Exercise aim: Copy out the data below exactly, starting at the line containing "Target: cardboard sign" and continuing down to the line containing "(1193, 309)", both included.

* START Stored data *

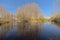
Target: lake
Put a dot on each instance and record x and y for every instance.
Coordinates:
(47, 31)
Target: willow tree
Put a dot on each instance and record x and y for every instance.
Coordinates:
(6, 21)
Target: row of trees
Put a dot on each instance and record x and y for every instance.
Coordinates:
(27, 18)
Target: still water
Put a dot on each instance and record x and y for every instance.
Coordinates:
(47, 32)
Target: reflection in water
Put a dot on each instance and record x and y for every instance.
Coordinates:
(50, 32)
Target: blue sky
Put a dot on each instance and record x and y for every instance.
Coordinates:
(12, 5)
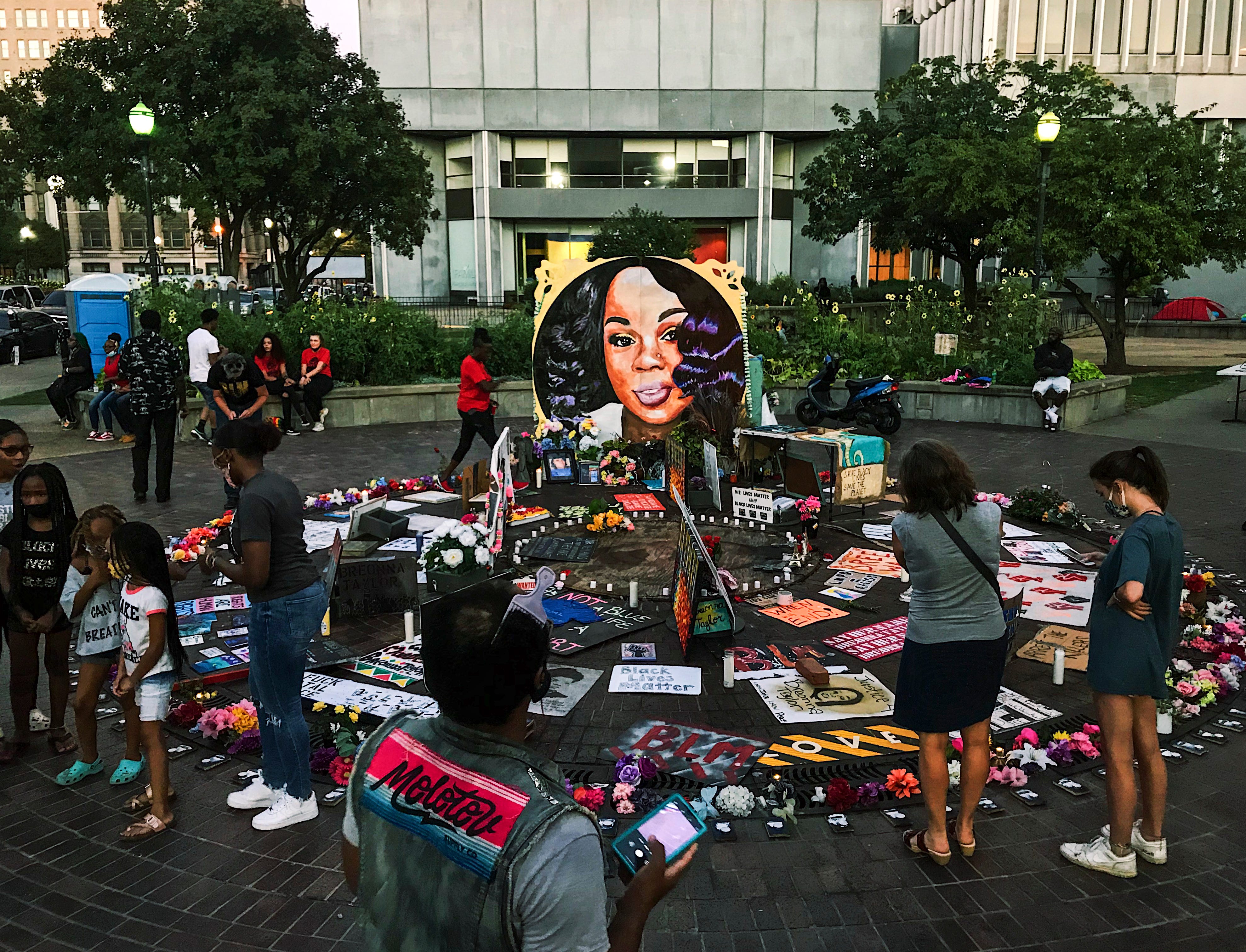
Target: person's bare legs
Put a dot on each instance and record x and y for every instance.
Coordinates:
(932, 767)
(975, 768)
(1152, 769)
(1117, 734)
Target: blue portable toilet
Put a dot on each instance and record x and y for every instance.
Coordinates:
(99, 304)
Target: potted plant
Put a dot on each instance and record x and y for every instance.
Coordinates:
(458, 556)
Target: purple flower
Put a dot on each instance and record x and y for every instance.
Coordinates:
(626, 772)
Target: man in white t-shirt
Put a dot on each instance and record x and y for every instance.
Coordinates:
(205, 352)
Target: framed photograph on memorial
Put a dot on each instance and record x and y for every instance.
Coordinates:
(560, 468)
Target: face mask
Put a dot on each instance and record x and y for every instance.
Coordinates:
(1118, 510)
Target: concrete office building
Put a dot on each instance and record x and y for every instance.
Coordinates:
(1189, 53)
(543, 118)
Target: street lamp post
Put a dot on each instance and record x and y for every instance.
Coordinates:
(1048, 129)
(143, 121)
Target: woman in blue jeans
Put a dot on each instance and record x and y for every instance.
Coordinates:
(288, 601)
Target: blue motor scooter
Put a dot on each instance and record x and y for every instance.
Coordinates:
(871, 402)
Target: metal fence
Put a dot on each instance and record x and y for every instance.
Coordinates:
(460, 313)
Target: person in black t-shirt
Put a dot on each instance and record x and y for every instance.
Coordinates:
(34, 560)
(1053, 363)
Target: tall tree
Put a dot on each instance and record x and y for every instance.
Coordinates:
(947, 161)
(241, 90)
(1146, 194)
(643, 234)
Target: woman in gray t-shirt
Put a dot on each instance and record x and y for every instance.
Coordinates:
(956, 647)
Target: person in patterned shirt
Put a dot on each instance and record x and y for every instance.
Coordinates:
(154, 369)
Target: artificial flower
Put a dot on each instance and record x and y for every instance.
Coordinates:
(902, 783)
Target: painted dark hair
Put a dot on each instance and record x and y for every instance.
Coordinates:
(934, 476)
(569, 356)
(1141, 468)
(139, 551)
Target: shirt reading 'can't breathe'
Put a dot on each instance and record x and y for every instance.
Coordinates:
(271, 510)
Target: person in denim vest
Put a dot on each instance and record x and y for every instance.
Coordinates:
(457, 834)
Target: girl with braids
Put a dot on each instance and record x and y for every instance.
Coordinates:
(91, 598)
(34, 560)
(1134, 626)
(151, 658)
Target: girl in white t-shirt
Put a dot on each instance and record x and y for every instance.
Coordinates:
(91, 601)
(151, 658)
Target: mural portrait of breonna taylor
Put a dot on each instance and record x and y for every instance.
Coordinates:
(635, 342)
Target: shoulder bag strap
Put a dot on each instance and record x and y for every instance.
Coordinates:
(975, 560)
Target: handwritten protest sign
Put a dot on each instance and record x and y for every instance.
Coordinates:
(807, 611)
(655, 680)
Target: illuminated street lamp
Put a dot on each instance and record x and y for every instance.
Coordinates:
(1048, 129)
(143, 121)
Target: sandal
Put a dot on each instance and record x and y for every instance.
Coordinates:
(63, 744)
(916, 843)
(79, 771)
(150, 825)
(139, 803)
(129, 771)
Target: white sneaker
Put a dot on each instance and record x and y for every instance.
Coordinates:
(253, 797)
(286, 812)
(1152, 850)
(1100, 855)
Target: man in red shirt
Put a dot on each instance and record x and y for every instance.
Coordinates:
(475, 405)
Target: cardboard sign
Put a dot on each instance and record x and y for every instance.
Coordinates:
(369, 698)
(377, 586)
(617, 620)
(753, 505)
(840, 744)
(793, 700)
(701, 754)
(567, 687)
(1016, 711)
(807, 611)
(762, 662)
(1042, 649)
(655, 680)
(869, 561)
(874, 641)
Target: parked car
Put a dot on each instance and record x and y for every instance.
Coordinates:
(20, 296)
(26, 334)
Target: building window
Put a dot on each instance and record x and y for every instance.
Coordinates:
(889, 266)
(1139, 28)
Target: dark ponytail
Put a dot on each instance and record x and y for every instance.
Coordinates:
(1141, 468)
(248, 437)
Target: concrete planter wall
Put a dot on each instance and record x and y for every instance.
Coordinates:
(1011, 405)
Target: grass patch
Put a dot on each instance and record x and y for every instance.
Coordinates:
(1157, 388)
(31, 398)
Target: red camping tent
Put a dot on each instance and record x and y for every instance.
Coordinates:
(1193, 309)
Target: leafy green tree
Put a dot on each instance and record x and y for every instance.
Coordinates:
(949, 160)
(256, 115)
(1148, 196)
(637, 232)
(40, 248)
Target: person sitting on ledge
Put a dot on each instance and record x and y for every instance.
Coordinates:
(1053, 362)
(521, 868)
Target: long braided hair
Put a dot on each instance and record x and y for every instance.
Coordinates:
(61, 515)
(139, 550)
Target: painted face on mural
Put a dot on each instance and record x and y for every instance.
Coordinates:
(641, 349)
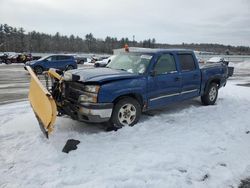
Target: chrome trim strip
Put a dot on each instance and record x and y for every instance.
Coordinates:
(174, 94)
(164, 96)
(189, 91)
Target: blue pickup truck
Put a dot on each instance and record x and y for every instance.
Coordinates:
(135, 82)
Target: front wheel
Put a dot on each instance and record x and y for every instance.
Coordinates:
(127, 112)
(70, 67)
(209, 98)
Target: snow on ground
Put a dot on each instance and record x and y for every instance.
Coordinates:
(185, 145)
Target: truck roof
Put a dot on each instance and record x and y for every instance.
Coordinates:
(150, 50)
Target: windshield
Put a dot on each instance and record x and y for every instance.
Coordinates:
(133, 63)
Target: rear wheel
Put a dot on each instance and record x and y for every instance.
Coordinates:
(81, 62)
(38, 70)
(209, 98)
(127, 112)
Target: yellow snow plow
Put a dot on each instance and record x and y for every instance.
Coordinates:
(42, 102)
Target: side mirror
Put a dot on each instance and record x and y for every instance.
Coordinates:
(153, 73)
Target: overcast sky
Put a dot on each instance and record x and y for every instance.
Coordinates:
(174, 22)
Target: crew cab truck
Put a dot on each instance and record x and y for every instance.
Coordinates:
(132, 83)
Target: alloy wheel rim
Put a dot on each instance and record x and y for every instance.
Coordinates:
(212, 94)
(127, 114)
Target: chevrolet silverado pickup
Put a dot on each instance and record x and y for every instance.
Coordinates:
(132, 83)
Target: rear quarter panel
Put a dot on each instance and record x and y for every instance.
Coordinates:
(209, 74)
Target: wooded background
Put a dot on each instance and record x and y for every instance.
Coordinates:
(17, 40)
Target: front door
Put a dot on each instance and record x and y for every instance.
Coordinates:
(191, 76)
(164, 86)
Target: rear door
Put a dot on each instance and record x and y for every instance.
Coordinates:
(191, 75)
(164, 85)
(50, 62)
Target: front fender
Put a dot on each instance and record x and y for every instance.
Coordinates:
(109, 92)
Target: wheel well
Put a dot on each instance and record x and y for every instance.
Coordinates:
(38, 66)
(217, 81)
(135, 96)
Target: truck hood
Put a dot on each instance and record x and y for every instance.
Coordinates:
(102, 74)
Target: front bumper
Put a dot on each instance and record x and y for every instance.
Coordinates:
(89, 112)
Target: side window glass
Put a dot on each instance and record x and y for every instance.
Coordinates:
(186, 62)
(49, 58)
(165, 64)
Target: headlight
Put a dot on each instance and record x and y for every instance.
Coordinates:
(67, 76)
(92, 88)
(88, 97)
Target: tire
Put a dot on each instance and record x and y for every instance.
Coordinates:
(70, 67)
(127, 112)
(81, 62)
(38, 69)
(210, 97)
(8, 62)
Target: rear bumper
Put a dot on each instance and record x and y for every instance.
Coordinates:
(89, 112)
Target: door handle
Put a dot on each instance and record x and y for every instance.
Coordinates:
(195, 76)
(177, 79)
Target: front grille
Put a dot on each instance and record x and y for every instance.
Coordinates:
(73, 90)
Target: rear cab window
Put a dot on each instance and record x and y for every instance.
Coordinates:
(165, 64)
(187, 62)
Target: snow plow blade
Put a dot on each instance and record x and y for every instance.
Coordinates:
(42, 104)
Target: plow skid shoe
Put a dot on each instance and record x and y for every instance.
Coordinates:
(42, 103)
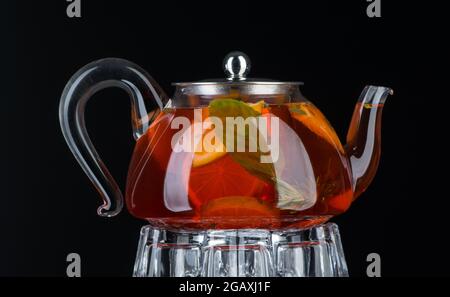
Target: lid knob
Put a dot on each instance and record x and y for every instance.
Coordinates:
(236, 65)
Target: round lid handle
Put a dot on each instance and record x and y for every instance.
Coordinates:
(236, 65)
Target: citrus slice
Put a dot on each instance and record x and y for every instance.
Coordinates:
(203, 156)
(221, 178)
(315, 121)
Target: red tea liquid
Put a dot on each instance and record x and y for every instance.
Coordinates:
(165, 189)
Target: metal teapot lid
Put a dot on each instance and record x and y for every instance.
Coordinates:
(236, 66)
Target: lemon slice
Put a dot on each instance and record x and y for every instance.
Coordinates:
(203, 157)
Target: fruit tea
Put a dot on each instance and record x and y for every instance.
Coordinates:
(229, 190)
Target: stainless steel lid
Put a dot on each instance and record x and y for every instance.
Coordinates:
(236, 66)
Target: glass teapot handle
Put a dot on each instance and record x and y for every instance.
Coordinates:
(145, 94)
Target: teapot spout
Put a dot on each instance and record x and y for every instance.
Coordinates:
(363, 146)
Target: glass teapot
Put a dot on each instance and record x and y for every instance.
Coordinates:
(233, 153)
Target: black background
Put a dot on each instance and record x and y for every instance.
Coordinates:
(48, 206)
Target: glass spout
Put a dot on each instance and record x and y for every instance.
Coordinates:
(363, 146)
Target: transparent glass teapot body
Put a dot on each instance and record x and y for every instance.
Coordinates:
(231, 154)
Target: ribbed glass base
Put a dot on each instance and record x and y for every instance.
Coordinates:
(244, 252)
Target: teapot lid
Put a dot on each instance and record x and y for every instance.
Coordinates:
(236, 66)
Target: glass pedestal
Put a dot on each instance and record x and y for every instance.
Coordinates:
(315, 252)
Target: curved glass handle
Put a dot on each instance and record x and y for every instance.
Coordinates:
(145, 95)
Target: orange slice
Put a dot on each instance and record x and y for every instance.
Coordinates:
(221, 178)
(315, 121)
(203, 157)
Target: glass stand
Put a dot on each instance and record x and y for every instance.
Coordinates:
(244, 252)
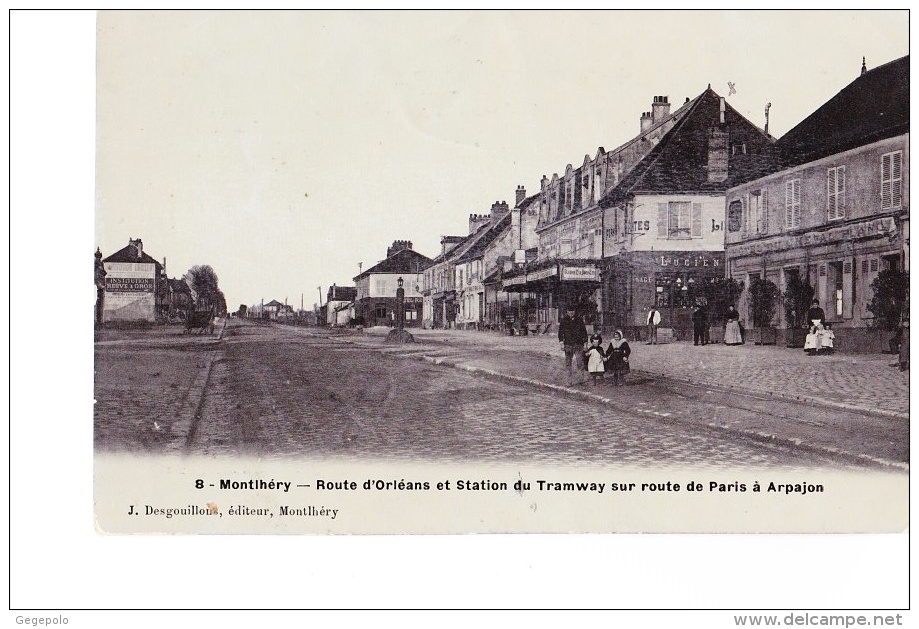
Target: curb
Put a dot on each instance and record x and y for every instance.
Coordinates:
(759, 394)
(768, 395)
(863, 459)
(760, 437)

* END Stored data *

Solution to the problem:
Target: cardboard sign
Put a dot on each instance and record x and y for every instance.
Coordinates:
(369, 698)
(377, 586)
(617, 620)
(753, 505)
(840, 744)
(793, 700)
(701, 754)
(567, 687)
(1016, 711)
(807, 611)
(762, 662)
(1042, 649)
(655, 680)
(869, 561)
(874, 641)
Target: parked car
Put a dot on each instance and record x and y for every instance.
Coordinates:
(20, 296)
(26, 334)
Target: building window
Put a dot on each instance and record x and y for every instance.
Coordinates:
(889, 266)
(1139, 28)
Target: dark ponytail
Put a dot on each instance and record x and y for every instance.
Coordinates:
(1141, 468)
(248, 437)
Target: concrete planter wall
Put a dot on each instance and record x and y for every instance.
Coordinates:
(1011, 405)
Target: grass patch
Put a dot on each instance and record x and y for every instance.
Coordinates:
(1157, 388)
(31, 398)
Target: red camping tent
Put a dot on each instance and record x and y for every instance.
Coordinates:
(1193, 309)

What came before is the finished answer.